**EXERCISE DETAILS**: Convert the rows below, from the very first line through the line containing "751], [583, 825]]", into a JSON list of strings, one string per line, with blank lines omitted.

--

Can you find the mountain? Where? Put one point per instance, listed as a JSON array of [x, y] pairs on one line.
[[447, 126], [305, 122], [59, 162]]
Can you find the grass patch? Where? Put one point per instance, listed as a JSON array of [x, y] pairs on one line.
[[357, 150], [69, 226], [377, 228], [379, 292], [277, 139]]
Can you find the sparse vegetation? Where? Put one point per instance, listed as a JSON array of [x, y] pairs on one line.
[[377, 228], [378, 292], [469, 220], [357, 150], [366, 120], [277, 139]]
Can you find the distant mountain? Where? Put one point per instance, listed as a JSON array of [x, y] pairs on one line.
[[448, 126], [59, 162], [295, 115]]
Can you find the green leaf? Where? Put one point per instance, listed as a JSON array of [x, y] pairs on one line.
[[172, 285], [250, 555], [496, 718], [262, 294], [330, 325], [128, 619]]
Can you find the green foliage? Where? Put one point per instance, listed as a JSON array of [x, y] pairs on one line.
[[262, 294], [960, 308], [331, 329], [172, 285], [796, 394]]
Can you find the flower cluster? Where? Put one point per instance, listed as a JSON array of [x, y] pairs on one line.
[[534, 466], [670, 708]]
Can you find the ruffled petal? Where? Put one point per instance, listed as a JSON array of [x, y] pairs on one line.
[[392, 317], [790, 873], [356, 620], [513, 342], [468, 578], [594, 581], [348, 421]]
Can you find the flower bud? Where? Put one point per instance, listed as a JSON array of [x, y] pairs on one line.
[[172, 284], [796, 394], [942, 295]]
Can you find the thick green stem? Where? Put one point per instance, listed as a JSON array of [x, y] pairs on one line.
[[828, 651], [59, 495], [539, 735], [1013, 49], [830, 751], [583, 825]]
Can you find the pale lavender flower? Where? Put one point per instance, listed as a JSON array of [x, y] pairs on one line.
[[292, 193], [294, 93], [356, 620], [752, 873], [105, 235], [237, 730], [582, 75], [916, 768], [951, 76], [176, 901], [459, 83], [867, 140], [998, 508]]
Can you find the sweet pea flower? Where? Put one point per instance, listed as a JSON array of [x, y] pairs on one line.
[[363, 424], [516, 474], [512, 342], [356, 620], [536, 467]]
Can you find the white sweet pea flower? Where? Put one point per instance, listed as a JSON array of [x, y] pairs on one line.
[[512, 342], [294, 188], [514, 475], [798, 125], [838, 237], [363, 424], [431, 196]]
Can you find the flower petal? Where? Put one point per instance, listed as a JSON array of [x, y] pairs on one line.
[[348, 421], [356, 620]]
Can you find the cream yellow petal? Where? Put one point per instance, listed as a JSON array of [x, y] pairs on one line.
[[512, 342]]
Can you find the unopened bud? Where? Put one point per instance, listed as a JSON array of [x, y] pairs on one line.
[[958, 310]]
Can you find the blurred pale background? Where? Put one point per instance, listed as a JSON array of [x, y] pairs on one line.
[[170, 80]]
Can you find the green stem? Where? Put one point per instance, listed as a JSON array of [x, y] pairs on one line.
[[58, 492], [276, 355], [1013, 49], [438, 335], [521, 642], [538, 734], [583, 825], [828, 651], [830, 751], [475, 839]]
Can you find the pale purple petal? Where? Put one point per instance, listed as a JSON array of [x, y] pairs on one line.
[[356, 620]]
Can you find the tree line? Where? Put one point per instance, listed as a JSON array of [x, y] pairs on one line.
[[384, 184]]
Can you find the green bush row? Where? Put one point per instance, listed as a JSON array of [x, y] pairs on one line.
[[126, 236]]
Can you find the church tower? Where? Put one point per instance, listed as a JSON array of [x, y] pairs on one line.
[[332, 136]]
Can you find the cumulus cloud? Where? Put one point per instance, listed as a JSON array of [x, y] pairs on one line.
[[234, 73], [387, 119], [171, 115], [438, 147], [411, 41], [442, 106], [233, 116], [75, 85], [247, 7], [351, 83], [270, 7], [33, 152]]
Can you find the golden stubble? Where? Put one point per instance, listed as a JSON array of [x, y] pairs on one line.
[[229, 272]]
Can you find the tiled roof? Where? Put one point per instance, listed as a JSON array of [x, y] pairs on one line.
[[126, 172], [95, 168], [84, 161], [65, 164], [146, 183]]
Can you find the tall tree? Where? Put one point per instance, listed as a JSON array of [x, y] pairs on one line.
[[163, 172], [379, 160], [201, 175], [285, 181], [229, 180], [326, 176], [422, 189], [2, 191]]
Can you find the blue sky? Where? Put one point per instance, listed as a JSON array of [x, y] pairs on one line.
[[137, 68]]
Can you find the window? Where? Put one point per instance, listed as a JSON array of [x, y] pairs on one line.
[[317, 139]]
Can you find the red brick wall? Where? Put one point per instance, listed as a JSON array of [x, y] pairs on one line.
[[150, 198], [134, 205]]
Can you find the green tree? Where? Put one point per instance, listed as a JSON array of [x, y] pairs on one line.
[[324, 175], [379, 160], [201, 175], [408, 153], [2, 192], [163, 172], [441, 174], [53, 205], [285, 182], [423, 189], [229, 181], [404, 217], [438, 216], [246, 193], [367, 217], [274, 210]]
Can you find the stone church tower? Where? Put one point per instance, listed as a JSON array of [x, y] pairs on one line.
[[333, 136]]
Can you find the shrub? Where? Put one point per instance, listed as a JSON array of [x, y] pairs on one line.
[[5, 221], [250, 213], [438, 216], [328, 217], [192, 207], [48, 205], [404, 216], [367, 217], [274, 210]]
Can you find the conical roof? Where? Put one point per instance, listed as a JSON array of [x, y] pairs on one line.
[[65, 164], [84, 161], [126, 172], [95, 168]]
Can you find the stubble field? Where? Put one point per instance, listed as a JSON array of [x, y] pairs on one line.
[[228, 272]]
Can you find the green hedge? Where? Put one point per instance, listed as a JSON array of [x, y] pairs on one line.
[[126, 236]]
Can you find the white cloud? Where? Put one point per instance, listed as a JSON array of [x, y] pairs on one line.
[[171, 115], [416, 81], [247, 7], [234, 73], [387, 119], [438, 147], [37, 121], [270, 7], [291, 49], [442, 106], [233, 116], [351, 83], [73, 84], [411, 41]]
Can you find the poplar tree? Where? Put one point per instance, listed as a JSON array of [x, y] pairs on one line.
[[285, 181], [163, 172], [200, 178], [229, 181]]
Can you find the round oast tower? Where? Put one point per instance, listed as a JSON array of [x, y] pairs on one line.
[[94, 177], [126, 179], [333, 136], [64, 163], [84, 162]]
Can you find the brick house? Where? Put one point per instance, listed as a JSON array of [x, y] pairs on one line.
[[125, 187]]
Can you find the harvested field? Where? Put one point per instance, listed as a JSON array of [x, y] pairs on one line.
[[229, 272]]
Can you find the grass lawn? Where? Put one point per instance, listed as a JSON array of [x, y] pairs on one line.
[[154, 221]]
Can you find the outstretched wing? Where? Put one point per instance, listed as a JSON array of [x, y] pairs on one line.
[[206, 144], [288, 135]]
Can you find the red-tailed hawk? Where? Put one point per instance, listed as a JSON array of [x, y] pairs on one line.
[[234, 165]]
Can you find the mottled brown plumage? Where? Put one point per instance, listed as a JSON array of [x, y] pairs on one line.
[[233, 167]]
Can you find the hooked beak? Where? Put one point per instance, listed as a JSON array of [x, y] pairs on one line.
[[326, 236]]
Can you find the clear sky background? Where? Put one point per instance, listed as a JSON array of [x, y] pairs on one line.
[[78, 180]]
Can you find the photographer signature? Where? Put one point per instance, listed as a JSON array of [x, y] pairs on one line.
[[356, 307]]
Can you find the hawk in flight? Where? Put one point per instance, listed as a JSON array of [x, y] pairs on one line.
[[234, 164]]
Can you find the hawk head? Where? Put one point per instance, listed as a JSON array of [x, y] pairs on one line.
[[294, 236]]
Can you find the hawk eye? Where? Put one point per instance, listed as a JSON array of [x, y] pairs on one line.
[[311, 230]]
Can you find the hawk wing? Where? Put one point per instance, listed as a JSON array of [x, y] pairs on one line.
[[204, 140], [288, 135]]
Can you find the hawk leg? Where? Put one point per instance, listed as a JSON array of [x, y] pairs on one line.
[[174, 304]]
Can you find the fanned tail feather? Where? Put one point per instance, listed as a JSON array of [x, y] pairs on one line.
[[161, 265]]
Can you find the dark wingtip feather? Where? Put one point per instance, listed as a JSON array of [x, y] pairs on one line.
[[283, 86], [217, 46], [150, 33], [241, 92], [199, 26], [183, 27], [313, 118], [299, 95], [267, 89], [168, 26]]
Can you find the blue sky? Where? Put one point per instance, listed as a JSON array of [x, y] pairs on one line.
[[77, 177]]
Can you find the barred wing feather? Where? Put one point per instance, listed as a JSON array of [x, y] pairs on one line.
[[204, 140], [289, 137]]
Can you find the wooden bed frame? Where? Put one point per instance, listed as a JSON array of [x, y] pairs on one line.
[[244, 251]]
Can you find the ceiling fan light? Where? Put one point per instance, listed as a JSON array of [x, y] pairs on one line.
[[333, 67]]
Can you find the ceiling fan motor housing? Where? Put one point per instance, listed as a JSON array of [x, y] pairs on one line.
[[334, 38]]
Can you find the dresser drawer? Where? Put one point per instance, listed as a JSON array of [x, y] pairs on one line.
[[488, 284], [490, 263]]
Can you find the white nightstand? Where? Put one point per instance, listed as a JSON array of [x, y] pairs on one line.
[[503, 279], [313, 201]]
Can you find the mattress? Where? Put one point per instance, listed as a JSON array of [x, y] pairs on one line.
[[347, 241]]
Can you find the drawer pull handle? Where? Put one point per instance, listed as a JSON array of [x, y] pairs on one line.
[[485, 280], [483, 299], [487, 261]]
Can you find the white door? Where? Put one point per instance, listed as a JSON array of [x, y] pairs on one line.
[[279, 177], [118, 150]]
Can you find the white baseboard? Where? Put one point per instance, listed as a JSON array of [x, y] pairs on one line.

--

**SOLUTION TO THIS TASK**:
[
  "Can you find the mountain? Where? Put one point per instance, listed as a JSON array of [x, y] pairs on one line.",
  "[[447, 126], [305, 122], [59, 162]]",
  "Can you find the grass patch? Where? Put one point per instance, listed as a JSON array of [x, y] pairs on one line.",
  "[[357, 150], [69, 226], [377, 228], [379, 292], [277, 139]]",
  "Can you find the sparse vegetation? Where? Put one point per instance, listed as a JSON array of [x, y] pairs on one line.",
  "[[377, 228], [378, 292], [469, 220], [357, 150], [366, 120], [277, 139]]",
  "Can you find the distant mountain? Where? Put one point per instance, listed as a JSON array of [x, y] pairs on one line.",
  "[[448, 126], [59, 162], [295, 115]]",
  "Can you find the green leaf? Where? Put one point per instance, listed as a JSON array of [x, y] pairs on one line.",
  "[[172, 285], [250, 555], [496, 718], [262, 294], [330, 325], [128, 619]]",
  "Can you find the green foliage? Where? Put one point per instance, listed as a JSON array of [x, y] pairs on one line.",
  "[[262, 294], [960, 308], [331, 329], [172, 285], [796, 394]]",
  "Can you find the flower cluster? Where? Put one point per instance, listed as a JSON array of [x, y] pairs on one line.",
  "[[534, 466], [670, 708]]",
  "Can you find the ruffled petal? Where? Put one point per instance, listed as a JSON array of [x, y] pairs on one line.",
  "[[392, 317], [790, 873], [356, 620], [513, 342], [468, 578], [594, 581], [348, 421]]",
  "Can you find the flower bud? Where? Put one point per instance, listed as a JSON array of [x, y] pairs on one line.",
  "[[172, 284], [796, 394], [942, 295]]",
  "Can you find the thick green stem? Where? Put one point per instance, listed as a JSON array of [x, y] pairs on one line.",
  "[[828, 651], [59, 495], [539, 735], [1013, 49], [830, 751], [583, 825]]"
]